▸ EXERCISE INPUT

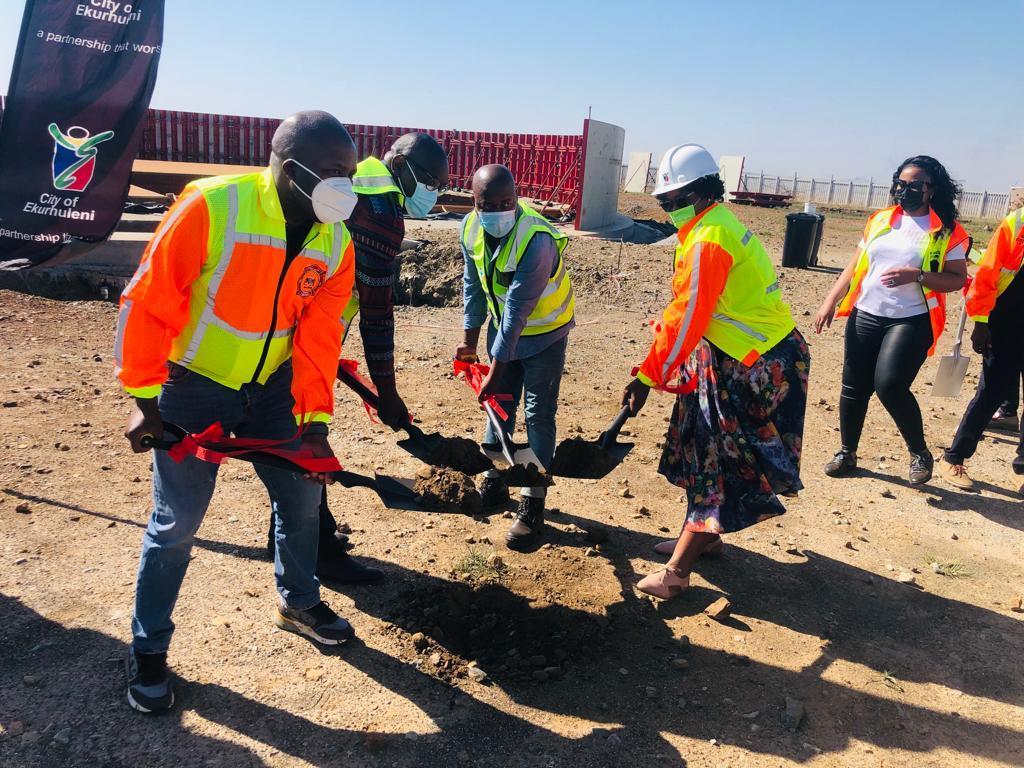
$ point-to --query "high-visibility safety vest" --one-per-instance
(933, 257)
(215, 293)
(372, 177)
(725, 290)
(998, 267)
(557, 303)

▸ BRIEF
The whole listing must be transcribed exactly. No pictures belong in the copy.

▸ SOLUTION TO THE PROBLEM
$ point-to --query "high-visibility safety vest" --one-per-instance
(933, 257)
(215, 293)
(372, 177)
(725, 290)
(998, 267)
(557, 303)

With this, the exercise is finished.